══ Exercise data ══

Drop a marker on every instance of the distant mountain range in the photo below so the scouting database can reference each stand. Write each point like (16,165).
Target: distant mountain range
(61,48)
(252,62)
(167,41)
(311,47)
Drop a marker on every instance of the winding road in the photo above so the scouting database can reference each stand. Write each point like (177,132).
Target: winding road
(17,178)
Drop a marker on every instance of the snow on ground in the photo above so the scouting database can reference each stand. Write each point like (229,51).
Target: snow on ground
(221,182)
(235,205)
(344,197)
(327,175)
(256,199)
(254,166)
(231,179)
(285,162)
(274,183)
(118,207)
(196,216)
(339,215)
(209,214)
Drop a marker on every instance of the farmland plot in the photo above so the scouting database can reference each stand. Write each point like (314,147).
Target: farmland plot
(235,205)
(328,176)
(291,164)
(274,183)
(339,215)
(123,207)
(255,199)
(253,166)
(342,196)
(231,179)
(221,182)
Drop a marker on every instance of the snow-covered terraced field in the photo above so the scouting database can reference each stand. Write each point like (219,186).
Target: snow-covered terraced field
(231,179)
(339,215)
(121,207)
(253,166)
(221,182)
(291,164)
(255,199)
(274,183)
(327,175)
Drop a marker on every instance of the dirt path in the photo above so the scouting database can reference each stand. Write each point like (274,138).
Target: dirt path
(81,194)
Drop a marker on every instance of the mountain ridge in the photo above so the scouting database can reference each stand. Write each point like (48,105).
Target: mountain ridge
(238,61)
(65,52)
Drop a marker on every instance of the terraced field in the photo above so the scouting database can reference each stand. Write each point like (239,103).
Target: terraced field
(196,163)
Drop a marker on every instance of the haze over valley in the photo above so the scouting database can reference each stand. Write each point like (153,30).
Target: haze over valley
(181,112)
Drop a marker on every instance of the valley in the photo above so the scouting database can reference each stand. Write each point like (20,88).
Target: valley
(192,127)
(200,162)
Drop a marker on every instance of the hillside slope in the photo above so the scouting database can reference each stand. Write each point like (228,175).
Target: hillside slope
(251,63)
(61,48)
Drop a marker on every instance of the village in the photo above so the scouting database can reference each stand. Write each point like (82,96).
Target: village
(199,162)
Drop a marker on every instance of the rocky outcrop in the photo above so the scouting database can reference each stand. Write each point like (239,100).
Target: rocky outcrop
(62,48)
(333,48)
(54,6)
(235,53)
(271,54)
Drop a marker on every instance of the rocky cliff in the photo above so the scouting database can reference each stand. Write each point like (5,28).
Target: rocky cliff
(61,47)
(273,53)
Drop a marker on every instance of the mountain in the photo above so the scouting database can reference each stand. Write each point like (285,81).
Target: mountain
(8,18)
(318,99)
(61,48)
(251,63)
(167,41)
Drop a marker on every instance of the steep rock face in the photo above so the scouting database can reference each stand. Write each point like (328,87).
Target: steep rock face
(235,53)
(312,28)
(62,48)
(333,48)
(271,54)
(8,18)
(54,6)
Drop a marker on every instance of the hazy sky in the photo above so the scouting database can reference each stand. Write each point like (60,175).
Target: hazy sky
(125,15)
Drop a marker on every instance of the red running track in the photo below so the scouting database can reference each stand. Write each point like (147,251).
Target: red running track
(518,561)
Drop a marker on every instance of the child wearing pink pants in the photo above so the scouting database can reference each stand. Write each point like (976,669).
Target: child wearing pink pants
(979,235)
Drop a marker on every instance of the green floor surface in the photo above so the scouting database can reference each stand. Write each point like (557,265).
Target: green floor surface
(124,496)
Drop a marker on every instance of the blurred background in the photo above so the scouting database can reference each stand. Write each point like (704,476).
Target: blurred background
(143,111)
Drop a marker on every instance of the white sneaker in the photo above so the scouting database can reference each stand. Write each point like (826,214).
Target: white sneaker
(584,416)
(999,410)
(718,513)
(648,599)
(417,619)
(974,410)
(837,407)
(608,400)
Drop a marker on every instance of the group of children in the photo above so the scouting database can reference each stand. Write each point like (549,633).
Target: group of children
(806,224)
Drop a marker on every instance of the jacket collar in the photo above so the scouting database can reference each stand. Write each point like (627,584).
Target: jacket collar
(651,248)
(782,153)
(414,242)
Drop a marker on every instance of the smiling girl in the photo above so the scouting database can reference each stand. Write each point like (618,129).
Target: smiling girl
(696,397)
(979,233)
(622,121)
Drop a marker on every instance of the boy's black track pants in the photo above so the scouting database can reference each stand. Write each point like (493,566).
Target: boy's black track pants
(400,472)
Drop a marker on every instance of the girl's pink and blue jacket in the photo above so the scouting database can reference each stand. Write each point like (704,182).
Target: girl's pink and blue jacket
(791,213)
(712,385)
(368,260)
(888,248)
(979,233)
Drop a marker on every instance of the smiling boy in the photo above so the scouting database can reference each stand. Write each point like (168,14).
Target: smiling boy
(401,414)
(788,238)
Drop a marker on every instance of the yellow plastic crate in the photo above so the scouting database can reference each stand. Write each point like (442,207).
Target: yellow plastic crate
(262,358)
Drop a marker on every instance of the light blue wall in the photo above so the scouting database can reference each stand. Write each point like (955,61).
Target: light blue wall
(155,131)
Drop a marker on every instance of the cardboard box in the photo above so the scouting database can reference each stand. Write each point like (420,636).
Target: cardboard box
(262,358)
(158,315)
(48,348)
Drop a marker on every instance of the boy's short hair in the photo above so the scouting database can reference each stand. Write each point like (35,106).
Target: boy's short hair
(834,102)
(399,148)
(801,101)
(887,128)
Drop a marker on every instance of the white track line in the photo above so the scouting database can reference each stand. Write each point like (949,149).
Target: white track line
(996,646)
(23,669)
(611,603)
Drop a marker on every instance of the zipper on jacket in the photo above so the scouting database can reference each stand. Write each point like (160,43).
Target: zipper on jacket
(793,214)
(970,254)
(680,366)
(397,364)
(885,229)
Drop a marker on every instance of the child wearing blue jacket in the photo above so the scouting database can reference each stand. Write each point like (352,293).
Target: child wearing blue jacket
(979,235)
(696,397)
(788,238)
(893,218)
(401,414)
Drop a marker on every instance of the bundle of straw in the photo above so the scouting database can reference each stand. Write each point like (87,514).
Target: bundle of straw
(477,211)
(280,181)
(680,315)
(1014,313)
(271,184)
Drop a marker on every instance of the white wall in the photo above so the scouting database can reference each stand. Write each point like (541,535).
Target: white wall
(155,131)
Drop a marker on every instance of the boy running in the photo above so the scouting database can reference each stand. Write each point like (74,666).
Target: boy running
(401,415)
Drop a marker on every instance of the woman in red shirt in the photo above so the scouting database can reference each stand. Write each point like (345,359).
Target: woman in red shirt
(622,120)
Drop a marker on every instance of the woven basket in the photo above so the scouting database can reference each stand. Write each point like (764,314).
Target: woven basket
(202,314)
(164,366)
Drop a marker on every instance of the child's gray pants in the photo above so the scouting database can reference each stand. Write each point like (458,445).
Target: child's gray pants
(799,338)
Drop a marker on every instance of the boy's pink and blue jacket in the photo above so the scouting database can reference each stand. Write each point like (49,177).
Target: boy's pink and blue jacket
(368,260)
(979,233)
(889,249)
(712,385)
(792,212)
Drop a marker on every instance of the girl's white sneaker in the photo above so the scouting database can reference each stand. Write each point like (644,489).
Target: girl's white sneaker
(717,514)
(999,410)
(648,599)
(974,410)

═══

**What the task asks**
Check each line of the data above for the word "below" and copy the ones where it is found.

**Task result**
Drop a marker on every instance of the distant mountain range in the photo below so the scouting database can reference each stand. Write each point like (16,165).
Drop a marker on every instance of the red running track in the photo below so the scouting database can reference each stand. Write each point like (147,251).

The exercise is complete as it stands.